[begin Given passage]
CONCERT REVIEW: Cape Town Concert Series presents: Erik Dippenaar: Baroque Keys. At the Baxter Concert Hall, Cape Town. On 14 February, 2026. ALBERT COMBRINK reviews.

Having just celebrated 70 years of music making, the Cape Town Concert Series places the spotlight on its iconic Steinway Grand Piano as it celebrates 65 years of musical excellence in partnership with the specialist technical care of Ian Burgess-Simpson Pianos. The International Piano Series will present a vibrant lineup of solo piano and chamber music, with leading local and international artists. Today’s recital framed this entire season in its historical context by presenting an entire recital of music dedicated to forerunners of the modern piano.
[end Given passage]
[begin Supplied material]
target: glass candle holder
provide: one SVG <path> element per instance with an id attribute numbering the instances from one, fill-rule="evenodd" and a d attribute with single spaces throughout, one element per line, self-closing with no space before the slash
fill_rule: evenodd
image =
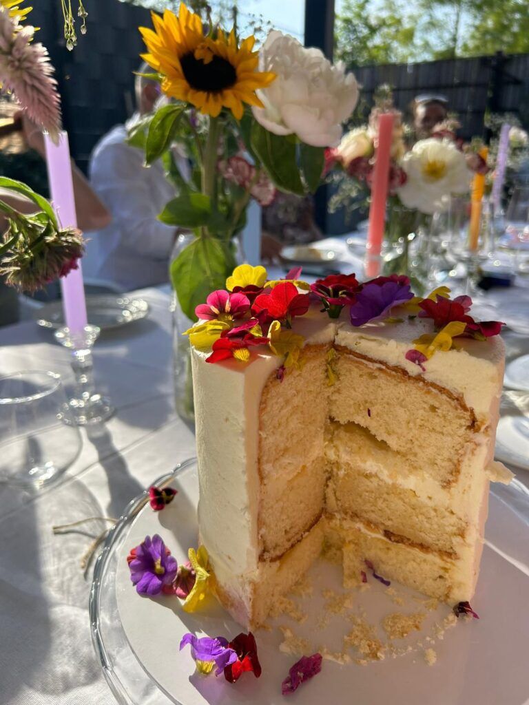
[end Supplied material]
[begin Supplied material]
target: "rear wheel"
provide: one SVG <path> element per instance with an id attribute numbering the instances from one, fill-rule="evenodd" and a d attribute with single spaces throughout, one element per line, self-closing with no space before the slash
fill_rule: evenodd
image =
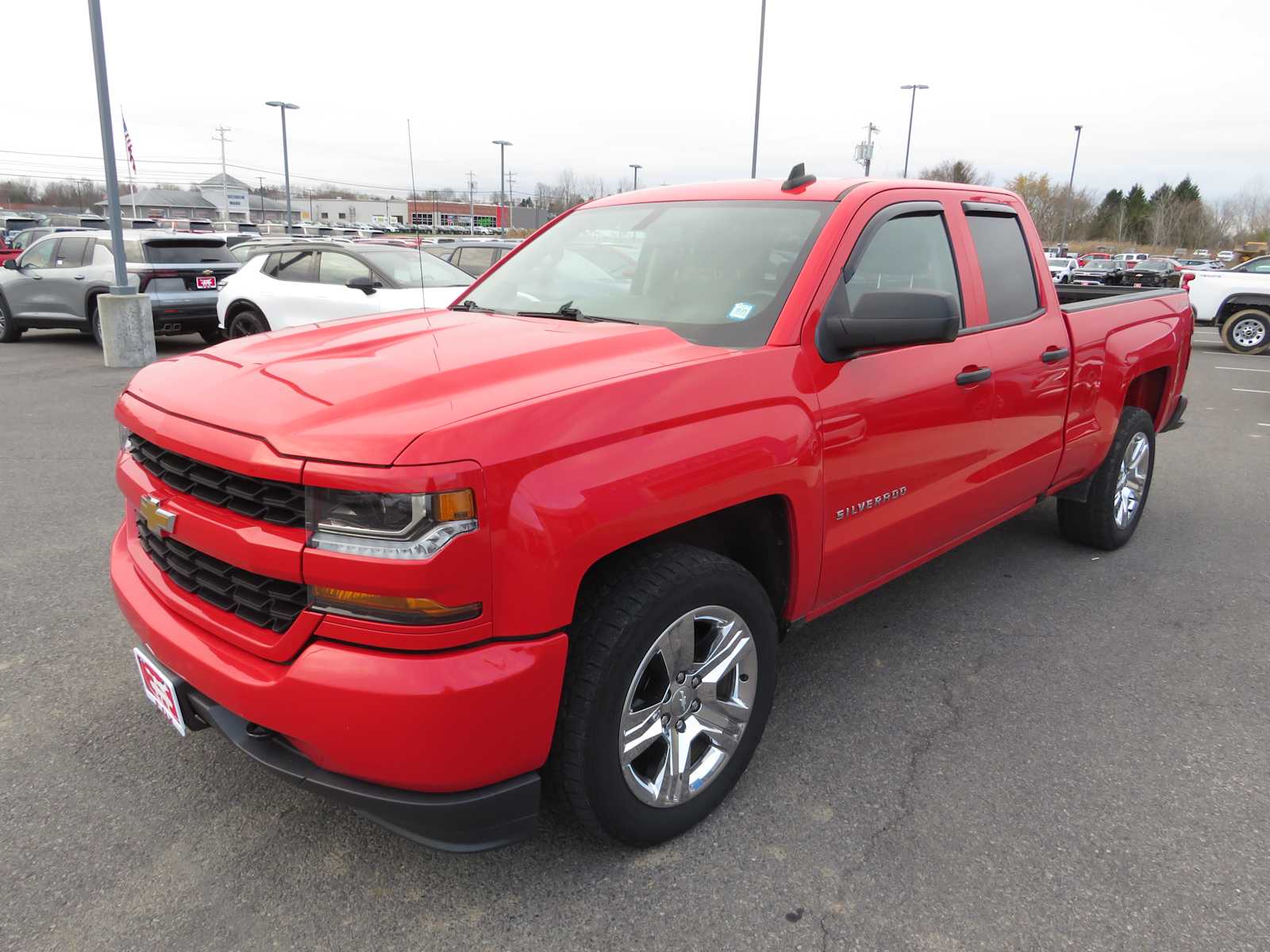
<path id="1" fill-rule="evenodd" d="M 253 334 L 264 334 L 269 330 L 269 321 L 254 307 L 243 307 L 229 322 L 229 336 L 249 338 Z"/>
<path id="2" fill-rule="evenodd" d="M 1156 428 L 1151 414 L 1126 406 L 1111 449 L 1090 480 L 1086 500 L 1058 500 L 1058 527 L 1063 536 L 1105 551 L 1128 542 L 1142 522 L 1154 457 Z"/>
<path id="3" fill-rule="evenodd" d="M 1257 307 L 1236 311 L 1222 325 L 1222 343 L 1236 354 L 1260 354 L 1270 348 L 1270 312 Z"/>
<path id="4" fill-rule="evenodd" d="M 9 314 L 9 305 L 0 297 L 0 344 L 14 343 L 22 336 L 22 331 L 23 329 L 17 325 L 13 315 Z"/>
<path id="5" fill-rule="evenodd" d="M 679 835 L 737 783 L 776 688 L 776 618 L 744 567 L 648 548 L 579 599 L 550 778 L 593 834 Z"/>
[end Supplied material]
» **Tasks to carry out**
(a) List every number that appears in the concert review, in the order it occurs.
(b) According to the concert review, how many years of musical excellence is the Cape Town Concert Series' Steinway Grand Piano celebrating?
(c) Write out the part of the concert review that opens with the words containing "CONCERT REVIEW: Cape" and closes with "the modern piano.".
The listing has nothing to do with the concert review.

» **Expected outputs**
(a) 14, 2026, 70, 65

(b) 65 years

(c)
CONCERT REVIEW: Cape Town Concert Series presents: Erik Dippenaar: Baroque Keys. At the Baxter Concert Hall, Cape Town. On 14 February, 2026. ALBERT COMBRINK reviews.

Having just celebrated 70 years of music making, the Cape Town Concert Series places the spotlight on its iconic Steinway Grand Piano as it celebrates 65 years of musical excellence in partnership with the specialist technical care of Ian Burgess-Simpson Pianos. The International Piano Series will present a vibrant lineup of solo piano and chamber music, with leading local and international artists. Today’s recital framed this entire season in its historical context by presenting an entire recital of music dedicated to forerunners of the modern piano.